*TASK OBJECTIVE*. Reproduce exactly the stretch of lines running from the line with "Would you mind tagging the forested" to the end of the entries below.

[Data records]

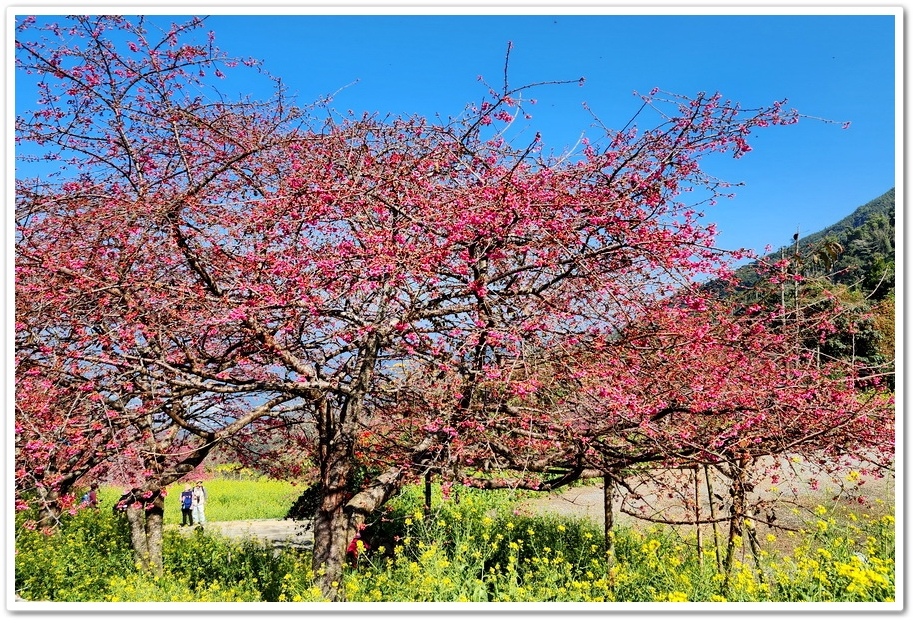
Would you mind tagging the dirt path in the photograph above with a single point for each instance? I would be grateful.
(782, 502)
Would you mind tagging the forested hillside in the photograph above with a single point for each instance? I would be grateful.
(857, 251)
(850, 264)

*COMPLETED TASK*.
Would you mind tagging the forested hillside in the photograph above with a single point for each instance? I would be grateful.
(857, 251)
(850, 264)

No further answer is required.